● **The exercise**
Gather every line in the rows below that contains the word "center".

● **Records for processing**
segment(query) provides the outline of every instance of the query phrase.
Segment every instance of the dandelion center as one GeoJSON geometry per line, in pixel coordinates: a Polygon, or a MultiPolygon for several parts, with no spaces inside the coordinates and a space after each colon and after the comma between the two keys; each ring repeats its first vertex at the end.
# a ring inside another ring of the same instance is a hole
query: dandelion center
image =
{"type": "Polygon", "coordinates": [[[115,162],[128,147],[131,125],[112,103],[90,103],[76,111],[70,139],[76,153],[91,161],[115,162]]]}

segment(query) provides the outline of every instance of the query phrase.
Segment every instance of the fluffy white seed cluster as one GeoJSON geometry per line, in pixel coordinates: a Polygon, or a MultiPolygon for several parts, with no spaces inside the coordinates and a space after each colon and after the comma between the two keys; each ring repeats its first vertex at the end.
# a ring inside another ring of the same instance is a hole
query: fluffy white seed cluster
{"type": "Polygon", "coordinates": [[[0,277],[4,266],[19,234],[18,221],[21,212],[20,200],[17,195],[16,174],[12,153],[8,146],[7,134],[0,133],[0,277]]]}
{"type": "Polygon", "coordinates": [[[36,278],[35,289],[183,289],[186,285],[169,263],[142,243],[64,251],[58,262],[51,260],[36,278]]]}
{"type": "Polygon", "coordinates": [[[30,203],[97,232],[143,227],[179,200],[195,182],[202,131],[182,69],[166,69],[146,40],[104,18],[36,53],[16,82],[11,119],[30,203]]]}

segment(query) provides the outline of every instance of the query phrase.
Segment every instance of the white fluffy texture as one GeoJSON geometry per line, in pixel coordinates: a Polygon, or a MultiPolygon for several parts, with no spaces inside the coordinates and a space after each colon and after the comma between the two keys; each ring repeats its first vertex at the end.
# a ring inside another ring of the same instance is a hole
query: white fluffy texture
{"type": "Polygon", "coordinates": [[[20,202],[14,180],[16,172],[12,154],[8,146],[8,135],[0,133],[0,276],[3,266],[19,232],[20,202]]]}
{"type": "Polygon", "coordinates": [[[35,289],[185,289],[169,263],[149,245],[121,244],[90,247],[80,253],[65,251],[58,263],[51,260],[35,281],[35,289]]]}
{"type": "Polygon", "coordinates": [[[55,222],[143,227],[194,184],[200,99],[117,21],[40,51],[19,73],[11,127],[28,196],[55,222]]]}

● **Response below**
Segment every instance of the dandelion center as one GeoJSON geometry per line, in pixel coordinates: a Polygon, or a MultiPolygon for several parts, with no spaces inside the coordinates and a space after each colon and after the comma between the two keys; each ring repeats its first vertex at the end.
query: dandelion center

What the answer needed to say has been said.